■ What is being asked
Read through the entries below and return each line with the word "topping".

■ Input data
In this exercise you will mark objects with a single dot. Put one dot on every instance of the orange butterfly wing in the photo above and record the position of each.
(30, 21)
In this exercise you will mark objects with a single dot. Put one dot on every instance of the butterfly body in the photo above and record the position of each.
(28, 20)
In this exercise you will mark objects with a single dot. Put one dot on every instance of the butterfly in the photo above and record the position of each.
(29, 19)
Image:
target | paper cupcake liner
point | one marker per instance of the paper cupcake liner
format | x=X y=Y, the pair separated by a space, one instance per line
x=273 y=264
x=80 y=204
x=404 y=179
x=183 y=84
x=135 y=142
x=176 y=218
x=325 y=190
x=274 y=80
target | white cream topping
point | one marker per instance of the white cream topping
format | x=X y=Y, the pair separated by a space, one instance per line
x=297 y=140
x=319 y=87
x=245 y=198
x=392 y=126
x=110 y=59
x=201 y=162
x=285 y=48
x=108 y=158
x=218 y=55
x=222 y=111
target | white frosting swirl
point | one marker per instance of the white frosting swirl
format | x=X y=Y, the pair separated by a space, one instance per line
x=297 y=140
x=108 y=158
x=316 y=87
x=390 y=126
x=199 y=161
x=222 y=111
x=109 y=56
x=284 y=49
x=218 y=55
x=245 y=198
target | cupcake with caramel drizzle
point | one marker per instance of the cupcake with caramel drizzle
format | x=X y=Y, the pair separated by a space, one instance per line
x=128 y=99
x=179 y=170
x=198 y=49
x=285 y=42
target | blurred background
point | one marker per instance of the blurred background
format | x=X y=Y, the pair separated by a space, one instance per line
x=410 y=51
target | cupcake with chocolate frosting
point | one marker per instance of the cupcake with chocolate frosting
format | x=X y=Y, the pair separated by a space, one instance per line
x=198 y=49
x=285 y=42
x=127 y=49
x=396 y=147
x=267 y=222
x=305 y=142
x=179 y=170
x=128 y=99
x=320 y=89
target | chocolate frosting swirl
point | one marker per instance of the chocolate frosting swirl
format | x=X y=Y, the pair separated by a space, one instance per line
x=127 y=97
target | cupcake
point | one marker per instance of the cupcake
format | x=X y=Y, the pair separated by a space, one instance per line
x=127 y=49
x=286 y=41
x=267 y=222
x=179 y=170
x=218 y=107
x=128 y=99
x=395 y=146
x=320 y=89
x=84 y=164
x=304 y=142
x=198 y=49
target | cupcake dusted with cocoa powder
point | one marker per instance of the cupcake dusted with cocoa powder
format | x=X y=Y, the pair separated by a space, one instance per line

■ Your solution
target | white cream topping
point | one marker per instance of the white cream topping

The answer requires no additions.